** Records **
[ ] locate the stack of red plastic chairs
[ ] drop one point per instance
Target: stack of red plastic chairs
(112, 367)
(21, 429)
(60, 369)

** JOB **
Print the material verbatim, all of it.

** EXPECTED ANSWER **
[ ] locate the stack of red plastic chairs
[ ] drop one point per instance
Target: stack of red plastic chairs
(112, 367)
(21, 429)
(60, 369)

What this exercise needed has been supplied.